◆ Activity
Say how many lines in the following entries include "sunglasses", and add nothing else.

[Saved entries]
________________________

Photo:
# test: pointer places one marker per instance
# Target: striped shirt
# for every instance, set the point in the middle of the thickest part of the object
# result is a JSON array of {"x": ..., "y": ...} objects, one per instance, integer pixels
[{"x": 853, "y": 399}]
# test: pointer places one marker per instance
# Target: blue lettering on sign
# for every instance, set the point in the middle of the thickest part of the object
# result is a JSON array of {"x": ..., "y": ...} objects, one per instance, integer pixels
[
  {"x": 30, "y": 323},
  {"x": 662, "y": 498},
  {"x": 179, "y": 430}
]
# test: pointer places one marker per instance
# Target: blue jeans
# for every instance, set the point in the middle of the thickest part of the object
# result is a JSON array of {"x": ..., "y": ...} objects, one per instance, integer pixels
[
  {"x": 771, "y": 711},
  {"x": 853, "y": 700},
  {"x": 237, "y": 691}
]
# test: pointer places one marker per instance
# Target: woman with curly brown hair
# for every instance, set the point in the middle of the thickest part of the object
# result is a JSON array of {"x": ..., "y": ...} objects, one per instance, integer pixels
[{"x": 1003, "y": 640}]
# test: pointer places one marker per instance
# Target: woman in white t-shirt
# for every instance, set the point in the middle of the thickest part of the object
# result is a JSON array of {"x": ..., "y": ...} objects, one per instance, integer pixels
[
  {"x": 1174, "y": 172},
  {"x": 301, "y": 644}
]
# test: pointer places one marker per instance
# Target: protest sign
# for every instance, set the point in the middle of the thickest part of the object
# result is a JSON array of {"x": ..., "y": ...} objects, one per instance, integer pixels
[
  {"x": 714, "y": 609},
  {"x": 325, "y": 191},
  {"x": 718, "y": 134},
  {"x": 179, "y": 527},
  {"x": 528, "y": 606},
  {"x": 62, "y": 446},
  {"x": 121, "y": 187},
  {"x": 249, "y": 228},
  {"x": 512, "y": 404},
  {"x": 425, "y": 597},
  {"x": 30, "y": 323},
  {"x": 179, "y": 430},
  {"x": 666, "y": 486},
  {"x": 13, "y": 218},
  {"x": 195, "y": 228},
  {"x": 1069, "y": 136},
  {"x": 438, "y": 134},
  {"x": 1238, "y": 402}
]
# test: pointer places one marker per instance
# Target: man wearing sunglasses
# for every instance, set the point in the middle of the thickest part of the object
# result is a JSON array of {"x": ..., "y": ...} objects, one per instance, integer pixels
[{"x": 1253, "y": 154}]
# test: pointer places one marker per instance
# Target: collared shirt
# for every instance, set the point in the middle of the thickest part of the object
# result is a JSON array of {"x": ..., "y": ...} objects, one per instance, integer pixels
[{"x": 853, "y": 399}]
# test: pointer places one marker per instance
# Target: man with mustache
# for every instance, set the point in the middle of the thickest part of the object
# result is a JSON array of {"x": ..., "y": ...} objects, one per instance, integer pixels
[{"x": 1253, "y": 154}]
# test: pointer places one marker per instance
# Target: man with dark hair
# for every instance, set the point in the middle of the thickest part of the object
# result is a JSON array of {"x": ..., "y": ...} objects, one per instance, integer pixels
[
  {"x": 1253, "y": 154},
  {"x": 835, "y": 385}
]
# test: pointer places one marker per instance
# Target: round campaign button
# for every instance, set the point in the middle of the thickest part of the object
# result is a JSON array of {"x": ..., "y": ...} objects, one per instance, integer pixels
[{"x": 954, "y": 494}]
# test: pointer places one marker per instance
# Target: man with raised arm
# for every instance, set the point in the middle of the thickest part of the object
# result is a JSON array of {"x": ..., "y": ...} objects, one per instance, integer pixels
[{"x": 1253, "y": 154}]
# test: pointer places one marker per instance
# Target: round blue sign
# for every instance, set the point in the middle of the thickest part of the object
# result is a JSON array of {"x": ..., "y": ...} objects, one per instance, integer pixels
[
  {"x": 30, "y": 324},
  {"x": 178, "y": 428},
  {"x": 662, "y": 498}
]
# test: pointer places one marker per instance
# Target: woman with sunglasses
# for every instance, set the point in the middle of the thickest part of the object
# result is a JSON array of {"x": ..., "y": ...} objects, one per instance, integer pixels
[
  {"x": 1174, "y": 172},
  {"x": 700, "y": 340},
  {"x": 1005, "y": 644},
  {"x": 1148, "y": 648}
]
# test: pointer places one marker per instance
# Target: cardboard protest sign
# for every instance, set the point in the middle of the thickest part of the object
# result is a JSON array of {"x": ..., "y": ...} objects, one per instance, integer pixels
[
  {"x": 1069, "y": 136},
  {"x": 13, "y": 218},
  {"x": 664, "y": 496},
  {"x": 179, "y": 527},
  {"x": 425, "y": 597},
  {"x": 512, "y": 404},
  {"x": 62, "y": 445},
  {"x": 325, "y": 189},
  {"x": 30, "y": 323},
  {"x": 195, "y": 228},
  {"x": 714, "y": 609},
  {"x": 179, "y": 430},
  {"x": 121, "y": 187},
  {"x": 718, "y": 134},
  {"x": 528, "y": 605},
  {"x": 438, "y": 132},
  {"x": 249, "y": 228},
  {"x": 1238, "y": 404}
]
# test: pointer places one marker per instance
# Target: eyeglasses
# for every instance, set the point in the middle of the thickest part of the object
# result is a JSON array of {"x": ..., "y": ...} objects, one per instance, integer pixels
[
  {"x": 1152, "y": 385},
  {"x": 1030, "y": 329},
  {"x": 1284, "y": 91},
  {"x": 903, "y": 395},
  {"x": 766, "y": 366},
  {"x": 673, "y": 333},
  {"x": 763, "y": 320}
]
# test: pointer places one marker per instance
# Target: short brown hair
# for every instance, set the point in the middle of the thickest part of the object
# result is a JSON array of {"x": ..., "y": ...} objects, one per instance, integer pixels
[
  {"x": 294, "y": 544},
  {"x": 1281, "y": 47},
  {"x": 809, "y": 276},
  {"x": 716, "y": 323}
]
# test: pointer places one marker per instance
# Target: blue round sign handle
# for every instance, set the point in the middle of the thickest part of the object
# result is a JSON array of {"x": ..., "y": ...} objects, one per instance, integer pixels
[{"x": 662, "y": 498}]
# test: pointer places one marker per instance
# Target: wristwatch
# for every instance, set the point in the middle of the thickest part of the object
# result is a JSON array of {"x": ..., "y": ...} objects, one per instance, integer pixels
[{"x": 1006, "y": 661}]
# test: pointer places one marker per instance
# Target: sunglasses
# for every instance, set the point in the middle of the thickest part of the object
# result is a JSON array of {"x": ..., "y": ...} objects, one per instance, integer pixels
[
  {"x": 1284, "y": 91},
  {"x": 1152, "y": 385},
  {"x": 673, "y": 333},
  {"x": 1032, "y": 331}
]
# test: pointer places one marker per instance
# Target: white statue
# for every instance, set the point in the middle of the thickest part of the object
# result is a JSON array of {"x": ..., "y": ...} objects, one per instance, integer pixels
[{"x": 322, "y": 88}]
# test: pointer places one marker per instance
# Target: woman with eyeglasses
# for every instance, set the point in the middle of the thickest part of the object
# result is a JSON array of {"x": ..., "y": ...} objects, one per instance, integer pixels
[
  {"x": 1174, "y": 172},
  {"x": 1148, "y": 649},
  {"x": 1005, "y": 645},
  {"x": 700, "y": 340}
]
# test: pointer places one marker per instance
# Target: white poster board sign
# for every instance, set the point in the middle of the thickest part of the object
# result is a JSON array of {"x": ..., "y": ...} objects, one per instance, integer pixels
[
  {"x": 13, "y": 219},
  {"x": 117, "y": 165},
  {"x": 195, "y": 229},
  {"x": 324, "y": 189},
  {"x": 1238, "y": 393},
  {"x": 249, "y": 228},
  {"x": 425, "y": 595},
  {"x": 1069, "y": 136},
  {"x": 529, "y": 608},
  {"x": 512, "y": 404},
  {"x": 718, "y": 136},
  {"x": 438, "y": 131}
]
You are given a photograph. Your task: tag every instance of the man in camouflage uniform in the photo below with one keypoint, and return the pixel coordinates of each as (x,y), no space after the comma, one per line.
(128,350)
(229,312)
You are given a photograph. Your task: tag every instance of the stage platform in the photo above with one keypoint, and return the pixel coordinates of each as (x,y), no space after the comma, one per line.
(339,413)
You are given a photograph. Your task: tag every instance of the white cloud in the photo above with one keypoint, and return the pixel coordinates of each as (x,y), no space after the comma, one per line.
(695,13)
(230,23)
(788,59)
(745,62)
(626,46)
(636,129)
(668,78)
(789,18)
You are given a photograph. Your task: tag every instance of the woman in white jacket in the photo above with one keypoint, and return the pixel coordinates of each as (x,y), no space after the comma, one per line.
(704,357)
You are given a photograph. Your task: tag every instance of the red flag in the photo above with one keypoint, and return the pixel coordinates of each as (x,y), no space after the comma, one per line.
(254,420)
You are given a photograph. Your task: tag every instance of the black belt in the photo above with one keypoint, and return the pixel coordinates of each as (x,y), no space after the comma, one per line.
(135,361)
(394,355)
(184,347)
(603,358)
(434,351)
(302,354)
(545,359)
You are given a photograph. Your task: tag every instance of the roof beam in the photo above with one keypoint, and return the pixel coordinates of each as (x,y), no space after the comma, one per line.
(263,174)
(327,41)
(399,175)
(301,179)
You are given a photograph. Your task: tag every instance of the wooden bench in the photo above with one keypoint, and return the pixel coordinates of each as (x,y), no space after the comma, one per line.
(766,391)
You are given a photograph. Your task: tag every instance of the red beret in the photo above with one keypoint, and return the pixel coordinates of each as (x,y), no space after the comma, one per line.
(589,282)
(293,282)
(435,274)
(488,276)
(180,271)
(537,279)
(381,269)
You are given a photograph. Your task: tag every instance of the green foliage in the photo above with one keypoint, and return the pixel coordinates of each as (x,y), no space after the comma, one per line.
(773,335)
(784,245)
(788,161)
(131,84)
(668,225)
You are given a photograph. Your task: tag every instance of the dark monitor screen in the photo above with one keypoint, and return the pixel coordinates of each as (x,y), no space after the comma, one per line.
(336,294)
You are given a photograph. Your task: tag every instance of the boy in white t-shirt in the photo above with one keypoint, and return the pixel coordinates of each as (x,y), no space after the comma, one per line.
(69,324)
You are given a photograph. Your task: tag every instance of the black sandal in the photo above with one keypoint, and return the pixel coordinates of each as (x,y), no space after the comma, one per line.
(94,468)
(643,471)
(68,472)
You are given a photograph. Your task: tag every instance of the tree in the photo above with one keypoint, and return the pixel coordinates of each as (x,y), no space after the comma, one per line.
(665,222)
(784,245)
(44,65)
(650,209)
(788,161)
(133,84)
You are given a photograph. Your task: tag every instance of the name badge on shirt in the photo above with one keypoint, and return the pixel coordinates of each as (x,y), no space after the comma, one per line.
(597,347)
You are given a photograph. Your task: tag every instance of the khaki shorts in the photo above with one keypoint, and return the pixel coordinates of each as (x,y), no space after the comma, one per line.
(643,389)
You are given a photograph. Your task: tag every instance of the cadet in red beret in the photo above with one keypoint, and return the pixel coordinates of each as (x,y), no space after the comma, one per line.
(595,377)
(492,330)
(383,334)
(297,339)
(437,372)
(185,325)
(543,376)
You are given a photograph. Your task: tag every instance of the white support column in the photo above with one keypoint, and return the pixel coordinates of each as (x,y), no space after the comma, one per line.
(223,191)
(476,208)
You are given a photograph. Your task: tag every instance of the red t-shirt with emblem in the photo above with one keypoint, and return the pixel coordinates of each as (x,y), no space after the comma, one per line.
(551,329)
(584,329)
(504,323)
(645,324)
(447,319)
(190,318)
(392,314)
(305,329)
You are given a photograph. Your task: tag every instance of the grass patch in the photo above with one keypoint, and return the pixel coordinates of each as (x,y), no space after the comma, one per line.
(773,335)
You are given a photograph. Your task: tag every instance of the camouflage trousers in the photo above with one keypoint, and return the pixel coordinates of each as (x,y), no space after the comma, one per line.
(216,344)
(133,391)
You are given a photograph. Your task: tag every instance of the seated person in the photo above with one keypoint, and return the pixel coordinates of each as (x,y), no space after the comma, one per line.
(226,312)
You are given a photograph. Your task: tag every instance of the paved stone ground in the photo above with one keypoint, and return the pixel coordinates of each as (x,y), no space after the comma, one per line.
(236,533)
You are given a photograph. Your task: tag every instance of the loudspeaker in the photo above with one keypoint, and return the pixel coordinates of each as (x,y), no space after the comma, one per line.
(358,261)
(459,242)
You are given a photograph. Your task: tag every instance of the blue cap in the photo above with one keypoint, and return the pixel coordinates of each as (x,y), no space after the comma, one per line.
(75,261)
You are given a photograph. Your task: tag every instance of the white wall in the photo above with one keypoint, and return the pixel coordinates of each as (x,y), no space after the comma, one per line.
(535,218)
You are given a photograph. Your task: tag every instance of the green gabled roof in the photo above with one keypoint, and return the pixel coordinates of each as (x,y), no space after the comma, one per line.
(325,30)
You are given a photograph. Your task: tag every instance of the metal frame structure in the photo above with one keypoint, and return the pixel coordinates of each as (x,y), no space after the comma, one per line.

________________________

◆ Response area
3